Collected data
★ ★ ★ ★ ★ ★ ★

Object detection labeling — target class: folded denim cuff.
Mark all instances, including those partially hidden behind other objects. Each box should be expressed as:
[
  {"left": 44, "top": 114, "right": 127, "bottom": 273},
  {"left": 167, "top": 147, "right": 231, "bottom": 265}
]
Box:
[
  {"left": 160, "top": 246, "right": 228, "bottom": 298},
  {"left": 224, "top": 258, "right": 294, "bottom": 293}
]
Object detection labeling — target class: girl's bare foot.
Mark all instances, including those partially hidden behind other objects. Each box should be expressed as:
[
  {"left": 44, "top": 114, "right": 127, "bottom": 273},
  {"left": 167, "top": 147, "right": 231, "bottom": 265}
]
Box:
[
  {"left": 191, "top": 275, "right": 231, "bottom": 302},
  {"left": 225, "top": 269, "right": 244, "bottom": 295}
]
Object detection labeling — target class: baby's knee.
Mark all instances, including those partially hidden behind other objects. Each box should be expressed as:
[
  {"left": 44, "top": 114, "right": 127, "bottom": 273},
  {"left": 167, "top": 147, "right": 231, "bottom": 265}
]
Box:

★ ★ ★ ★ ★ ★ ★

[Work required]
Gather and copy every line of the data in which the string "class" is found.

[Answer to this problem]
Object detection labeling — target class: folded denim cuff.
Object detection labeling — target class: girl's bare foot.
Object detection labeling — target class: baby's knee.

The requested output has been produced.